-- Material shown --
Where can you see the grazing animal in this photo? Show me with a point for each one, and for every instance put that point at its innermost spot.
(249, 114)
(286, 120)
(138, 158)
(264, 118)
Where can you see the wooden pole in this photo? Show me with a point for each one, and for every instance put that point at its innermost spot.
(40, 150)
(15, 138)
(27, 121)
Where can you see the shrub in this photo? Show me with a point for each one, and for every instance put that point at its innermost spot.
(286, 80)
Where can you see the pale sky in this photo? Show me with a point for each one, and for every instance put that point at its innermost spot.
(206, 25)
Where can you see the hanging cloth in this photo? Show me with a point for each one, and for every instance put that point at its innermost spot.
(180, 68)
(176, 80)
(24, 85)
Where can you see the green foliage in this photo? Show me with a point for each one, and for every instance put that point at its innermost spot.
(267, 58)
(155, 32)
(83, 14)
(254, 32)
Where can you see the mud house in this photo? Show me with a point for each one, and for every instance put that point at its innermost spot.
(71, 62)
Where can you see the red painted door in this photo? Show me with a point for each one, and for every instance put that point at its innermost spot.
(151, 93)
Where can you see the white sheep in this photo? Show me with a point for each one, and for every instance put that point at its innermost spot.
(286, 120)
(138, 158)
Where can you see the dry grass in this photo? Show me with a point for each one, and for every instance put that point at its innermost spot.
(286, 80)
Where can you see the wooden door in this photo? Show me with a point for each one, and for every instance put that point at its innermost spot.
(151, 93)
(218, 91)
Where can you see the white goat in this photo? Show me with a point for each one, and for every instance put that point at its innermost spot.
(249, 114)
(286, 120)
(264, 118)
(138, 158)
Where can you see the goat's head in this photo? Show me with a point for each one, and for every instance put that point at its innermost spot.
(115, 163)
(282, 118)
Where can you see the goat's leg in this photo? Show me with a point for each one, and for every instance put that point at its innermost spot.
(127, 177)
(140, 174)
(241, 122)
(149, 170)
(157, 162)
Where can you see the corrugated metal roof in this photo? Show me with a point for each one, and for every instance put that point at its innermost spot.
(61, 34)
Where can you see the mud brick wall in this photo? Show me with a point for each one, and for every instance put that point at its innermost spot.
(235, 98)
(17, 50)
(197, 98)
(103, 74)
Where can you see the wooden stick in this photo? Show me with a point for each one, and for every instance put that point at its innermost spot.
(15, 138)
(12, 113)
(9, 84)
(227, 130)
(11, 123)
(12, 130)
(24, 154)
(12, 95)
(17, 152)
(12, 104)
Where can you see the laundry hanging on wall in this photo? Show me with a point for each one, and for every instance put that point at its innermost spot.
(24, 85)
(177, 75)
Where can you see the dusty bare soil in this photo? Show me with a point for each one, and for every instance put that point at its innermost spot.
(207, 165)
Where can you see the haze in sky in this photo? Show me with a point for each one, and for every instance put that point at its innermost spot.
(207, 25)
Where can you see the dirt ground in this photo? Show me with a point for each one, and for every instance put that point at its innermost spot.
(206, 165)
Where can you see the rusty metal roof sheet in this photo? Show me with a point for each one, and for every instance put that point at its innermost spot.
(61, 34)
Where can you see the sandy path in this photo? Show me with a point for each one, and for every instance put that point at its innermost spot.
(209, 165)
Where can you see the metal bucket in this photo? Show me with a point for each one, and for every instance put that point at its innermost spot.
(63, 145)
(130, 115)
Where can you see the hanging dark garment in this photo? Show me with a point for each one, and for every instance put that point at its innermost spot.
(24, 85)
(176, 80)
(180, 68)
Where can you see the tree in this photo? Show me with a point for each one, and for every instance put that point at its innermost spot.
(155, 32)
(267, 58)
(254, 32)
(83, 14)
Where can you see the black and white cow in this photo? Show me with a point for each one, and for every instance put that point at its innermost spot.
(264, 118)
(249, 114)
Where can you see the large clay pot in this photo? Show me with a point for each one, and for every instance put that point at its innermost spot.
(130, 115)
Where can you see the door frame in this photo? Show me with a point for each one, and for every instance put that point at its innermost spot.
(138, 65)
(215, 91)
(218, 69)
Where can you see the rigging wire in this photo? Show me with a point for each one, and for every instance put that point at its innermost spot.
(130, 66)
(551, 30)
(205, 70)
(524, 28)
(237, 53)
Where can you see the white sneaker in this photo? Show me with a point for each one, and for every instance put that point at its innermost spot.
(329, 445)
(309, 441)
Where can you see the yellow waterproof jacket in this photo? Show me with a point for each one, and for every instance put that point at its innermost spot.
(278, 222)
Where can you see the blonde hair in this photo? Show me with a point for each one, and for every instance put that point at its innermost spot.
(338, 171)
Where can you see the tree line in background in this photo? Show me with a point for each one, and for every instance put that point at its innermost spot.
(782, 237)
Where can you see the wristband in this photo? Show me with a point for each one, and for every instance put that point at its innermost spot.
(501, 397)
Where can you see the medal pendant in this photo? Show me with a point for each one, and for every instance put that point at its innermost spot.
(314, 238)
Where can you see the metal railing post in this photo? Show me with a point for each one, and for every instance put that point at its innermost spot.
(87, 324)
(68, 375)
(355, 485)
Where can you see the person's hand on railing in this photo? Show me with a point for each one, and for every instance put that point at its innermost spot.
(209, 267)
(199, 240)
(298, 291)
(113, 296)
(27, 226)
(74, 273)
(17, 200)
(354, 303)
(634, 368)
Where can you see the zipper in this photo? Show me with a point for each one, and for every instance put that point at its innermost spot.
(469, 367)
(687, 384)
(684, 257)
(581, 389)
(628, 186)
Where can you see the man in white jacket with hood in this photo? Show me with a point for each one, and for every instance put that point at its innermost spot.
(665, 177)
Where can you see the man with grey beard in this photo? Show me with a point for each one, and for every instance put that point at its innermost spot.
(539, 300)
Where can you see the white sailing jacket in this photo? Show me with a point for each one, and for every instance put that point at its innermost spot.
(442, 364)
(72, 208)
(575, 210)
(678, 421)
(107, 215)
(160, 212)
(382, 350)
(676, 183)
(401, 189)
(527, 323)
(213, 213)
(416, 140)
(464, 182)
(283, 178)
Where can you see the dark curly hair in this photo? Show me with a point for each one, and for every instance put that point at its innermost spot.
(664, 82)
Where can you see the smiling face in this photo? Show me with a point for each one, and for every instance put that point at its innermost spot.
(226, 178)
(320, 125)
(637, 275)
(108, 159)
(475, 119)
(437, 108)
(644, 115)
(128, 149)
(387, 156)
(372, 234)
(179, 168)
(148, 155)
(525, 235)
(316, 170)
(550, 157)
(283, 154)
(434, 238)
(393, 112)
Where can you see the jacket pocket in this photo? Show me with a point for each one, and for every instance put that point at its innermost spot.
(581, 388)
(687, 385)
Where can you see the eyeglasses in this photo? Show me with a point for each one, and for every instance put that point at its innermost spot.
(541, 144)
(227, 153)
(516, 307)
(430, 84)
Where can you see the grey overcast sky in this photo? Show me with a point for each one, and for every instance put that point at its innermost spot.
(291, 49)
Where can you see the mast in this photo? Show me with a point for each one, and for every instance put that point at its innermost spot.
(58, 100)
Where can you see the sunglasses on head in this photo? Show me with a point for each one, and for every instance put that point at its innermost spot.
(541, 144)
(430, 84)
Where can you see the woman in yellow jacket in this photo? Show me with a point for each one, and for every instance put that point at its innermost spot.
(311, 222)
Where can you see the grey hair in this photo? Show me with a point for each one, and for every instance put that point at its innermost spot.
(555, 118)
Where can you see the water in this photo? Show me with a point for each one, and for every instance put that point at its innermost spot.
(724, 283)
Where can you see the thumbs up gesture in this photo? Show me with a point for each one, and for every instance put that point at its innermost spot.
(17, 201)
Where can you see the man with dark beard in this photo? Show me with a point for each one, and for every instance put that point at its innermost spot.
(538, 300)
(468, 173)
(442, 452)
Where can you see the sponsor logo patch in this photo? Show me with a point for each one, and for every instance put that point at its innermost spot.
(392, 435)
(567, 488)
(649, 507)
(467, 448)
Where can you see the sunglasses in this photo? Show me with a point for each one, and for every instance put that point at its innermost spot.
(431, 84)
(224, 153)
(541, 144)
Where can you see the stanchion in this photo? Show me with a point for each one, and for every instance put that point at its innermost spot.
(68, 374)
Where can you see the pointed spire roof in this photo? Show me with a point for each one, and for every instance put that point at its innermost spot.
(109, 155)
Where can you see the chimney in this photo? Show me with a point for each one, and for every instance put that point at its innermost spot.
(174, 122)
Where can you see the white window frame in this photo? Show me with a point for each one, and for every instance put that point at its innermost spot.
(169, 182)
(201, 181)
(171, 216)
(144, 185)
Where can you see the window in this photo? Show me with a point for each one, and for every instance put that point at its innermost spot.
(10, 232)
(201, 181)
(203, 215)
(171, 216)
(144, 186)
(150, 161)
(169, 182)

-- Work to complete --
Switch "chimney" to "smokestack" in the lines running from the one with "Where can you see the stanchion" through the end of the data, both ends included, and give those lines back with nothing else changed.

-- Exercise response --
Where can you see the stanchion in this photo? Show me with a point for each one, and for every instance put that point at its innermost spot.
(68, 374)
Where can you see the pointed spire roof in this photo? Show me with a point for each one, and for every instance put that point at its innermost spot.
(109, 155)
Where can you see the smokestack in this photo? Show me with a point for each one, and for every instance put that point at its innermost spot.
(174, 122)
Where can you see the white window frame in this photo? Show me with a point for each one, and for every instance put that point at its innermost spot.
(169, 182)
(201, 181)
(171, 216)
(144, 185)
Where can you see the window in this photo? Show me with a point for each one, and for every instance put that point at its innermost spot.
(10, 232)
(201, 181)
(203, 215)
(171, 216)
(144, 186)
(150, 161)
(169, 182)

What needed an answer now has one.